▶
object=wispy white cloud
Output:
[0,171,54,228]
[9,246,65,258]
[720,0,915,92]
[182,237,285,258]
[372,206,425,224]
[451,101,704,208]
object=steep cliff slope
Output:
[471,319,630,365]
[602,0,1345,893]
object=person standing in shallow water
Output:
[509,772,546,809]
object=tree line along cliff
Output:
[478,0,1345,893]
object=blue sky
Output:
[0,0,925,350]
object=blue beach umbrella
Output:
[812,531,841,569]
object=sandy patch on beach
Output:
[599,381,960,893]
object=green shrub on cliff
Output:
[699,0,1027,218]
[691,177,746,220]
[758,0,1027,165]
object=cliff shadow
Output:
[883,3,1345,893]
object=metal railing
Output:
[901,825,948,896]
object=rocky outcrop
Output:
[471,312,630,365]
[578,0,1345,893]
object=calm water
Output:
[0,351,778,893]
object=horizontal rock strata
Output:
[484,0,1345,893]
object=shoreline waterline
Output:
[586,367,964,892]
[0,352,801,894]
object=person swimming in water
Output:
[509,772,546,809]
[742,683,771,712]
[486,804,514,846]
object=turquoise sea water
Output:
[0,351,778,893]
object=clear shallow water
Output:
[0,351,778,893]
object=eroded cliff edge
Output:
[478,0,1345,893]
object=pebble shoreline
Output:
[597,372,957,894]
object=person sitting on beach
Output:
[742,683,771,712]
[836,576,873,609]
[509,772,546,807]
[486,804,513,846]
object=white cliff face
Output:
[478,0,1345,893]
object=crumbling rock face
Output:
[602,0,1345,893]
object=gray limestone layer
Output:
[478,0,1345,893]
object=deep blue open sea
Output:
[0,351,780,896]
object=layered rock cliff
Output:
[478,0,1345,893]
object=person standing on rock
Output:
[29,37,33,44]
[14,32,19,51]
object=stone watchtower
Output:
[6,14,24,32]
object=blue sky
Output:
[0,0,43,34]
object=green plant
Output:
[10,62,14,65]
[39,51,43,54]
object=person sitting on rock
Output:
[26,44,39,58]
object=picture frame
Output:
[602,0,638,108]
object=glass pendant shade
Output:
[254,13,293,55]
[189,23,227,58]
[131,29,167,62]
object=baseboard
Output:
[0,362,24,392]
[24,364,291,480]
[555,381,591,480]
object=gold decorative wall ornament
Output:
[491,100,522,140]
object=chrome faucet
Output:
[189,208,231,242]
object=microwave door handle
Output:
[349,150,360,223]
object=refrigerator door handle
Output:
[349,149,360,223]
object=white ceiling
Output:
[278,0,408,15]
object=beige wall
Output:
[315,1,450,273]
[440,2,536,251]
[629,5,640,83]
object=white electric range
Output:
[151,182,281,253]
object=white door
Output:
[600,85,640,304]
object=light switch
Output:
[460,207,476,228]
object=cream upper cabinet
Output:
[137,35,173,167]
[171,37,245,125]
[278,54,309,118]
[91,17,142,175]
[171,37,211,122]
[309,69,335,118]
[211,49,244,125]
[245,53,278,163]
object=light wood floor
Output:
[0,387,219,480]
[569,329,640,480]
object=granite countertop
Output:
◀
Return every line above that contains the word "light".

_Response:_
object=light switch
object=light wood floor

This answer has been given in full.